EXERCISE GOAL
Reproduce every line of the items below without any change, omitting the pictures.

EXTRACTED RECORDS
■ ■ ■ ■ ■
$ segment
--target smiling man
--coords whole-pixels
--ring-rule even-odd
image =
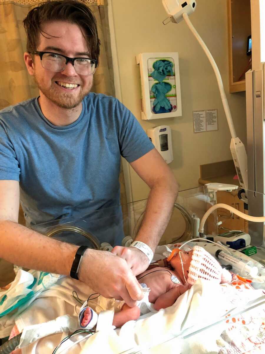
■ ■ ■ ■ ■
SOLUTION TO THIS PROBLEM
$ segment
--target smiling man
--coords whole-pixels
--ring-rule even-odd
image =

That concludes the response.